Данный отрывок »
┄┄┄┄┄┄

К 700-летию Данте
Я всего лишь «скромный ученик Гомера» – скажу я, чтобы вспомнить о Мистрале. Он был единственным, но исполненным несокрушимой силы, кто продолжил в прошлом веке преддантовскую традицию Прованса:
Umble escoulan dou grand Omèro.
Обстоятельства помешали мне приблизиться к Данте ранее, чем «земную жизнь пройдя до середины» (Ад, 1, 1)1. Первое из этих обстоятельств то, что мне никогда не представился случай жить достаточно времени в Италии и выучить итальянский язык. Второе – то, что мне не нравились дантовские высказывания о местах, которые я знал лучше. У меня не было еще достаточно опыта, и я не знал, что ученик, даже самый преданный, может губительно отличаться чем-то от своего учителя.
Так, по собственному моему неразумию, я оказался лишен на многие годы знания великой поэзии, которая для нынешнего латинского мира то же, что для нас поэзия Гомера. Признаюсь в этом со скорбью, потому что после первого же моего знакомства с Данте я уже никогда больше не разлучался с ним. Это было, насколько помню, летом 1935 года на Пелионе: я встретил учителя, наставника в искусстве. Впрочем, у меня всегда была потребность учиться, как говорят у нас, потребность в ученичестве ремеслу. Я всегда радовался, если на темной дороге встречал кого-то более сведущего и более опытного, кто утвердил бы мои старания. Возможно, с другой стороны, это должно указывать, что в Греции мы страшно одиноки.
Как бы то ни было, факт, что человек, не знающий итальянского, но много раз читавший «Божественную Комедию» с помощью параллельных переводов, дерзает ныне говорить вам о Флорентийском поэте. Смягчающим обстоятельством здесь является то, что таковая дерзость присуща не только мне.
Тем не менее, поскольку я был вынужден ознакомиться с переводами Данте, мне хотелось бы представить вам для рассуждения и мысль о передаче по-гречески этой поэмы, к которой нужно приблизиться, насколько это возможно, и нам, поскольку это краеугольный камень познания людей – пожалуй, наиболее значительный от средневековья и далее.

┄┄┄┄┄┄

Исходные материалы »
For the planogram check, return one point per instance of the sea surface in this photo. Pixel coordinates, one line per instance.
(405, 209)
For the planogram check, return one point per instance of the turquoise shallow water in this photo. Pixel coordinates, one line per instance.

┄┄┄┄┄┄

Формулировка задания »
Допишите продолжение отрывка о Данте, начав сразу после его последнего предложения. Перечень взят из другого источника.

Ответ »
В течение немногих лет нашей свободы много достойных людей пыталось переводить Данте. Некоторые перевели «Комедию» полностью, другие – только отдельные отрывки либо правильным одиннадцатисложным, либо другим стихом, как с рифмой, так и без рифмы. Результатом было то, что у нас, как мне кажется, появились стихотворные произведения, представляющие в большей степени переводчика, чем самого Данте. При этом требования метрики заставили переводчиков пожертвовать величайшим достоинством поэта – точностью. Если мы настаиваем на собственном стихотворчестве при переводе на греческий, то успеха можно достичь, когда мы имеем дело с небольшими стихотворениями, но когда речь идет об огромной поэме («Комедия» насчитывает более 14.000 строк), в которой каждое слово подчинено собственной определенной цели, приблизительное воспроизведение делает ее либо расплывчатой, либо непонятной. Стало быть, лучше следовать совету самого поэта, который он высказывает в «Пире» (I, 7, 14): «Итак, да будет известно каждому, что ни одно произведение, мусически связанное и подчиненное законам ритма, не может быть переложено со своего языка на другой без нарушения всей его сладости и гармонии».
А поскольку дело обстоит таким образом и предстоит общаться с произведением такого рода, хочется пожелать, чтобы у нас появилось издание «Комедии», где итальянский текст будет представлен рядом с прозаическим греческим переводом и при этом с максимально возможно точным. Только так мы сможем прикоснуться, если можно так выразиться, к «телу» этой поэзии. По крайней мере, в начале. Затем я прошу вас выучить итальянский и уже после этого – итальянский во Флоренции2.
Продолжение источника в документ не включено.